-- begin Document section --
The Sweeping Implications of I.R.C. §174 and Notice 2023-63

https://www.irs.gov/pub/irs-drop/n-23-63.pdf

It’s bad. Bombastic? No, it’s truthful. I take this IRS notice as an acknowledgment that our analysis of 162 vs 174 vs 41 had merit, as the IRS’s proposed regulation explicitly clarifies that 174 takes precedent over 162, as (respect due to the Treasury lawyers and the argument) they’ve applied Snow v. Commissioner with the new 174 language to assert that 174 is applicable to all taxpayers incurring R&E costs “in connection with” a trade or business, and this is a broader and wider net than “carrying on” a trade or business, therefore 174 is MANDATORY. The notice is prospective, so kudos to clients who listened to us earlier in the year, since it appears that the IRS is conceding it does not intend to revisit decisions made in the utter dark with no Treasury guidance earlier in the year.

Under the pending regulations, the IRS will now potentially look at the expenditures and activities of any taxpayer and determine if costs a business put under 162 rightfully belong under 174 instead. As under our previous analysis, Section 41 R&D tax credits DO NOT TRIGGER Section 174. The government is making clear its intention that the taxpayer must categorize costs into 174 regardless of whether the taxpayer is taking a §41 tax credit.

Businesses be warned: if your activities and expenditures are eligible for §41 tax credits, they are required to be treated under §174 (prospectively applied, according to the government for all tax years ending September 8, 2023 or later). This begs an odd scenario, where we used to call on prospective clients to let them know they could be eligible to claim an R&D tax credit under §41… Now the IRS might be auditing businesses to let them know the same thing, because §174 treatment is required for eligible R&E costs. We don’t want to sell on doom and fear, but to be honest with yall, I am worried for businesses now. Are your §174 expenditures properly categorized? If we called you in the past and you declined to pursue a §41 tax credit, would you find out in an IRS audit that §174 is mandatory, even if claiming a §41 tax credit is optional? The way the new regulation is positioned, yes, I certainly think this is a real possibility. Imagine the insanity of getting audited, and the IRS agent essentially runs an R&D/R&E study analysis on your company to determine how many dollars have been deducted under §162 inappropriately. You’d get a bigger tax bill on the spot, and the IRS isn’t going to claim the §41 R&D tax credit on your behalf as far as I know.
-- end Document section --
-- begin Given material --
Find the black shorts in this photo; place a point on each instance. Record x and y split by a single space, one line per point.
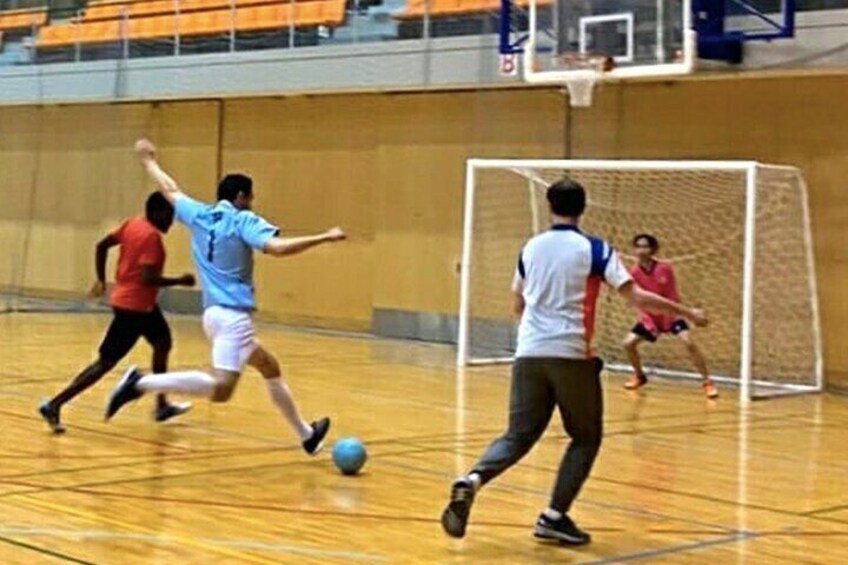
-- end Given material --
Work to complete:
**A)** Transcribe the portion of the Notice 2023-63 commentary that begins at the words "It’s bad. Bombastic?" and stops after "in the year.".
**B)** According to the Notice 2023-63 commentary, to which tax years does the government apply the requirement to treat §41-eligible activities and expenditures under §174?

Results of the exercise:
**A)**
It’s bad. Bombastic? No, it’s truthful. I take this IRS notice as an acknowledgment that our analysis of 162 vs 174 vs 41 had merit, as the IRS’s proposed regulation explicitly clarifies that 174 takes precedent over 162, as (respect due to the Treasury lawyers and the argument) they’ve applied Snow v. Commissioner with the new 174 language to assert that 174 is applicable to all taxpayers incurring R&E costs “in connection with” a trade or business, and this is a broader and wider net than “carrying on” a trade or business, therefore 174 is MANDATORY. The notice is prospective, so kudos to clients who listened to us earlier in the year, since it appears that the IRS is conceding it does not intend to revisit decisions made in the utter dark with no Treasury guidance earlier in the year.

**B)** All tax years ending September 8, 2023 or later.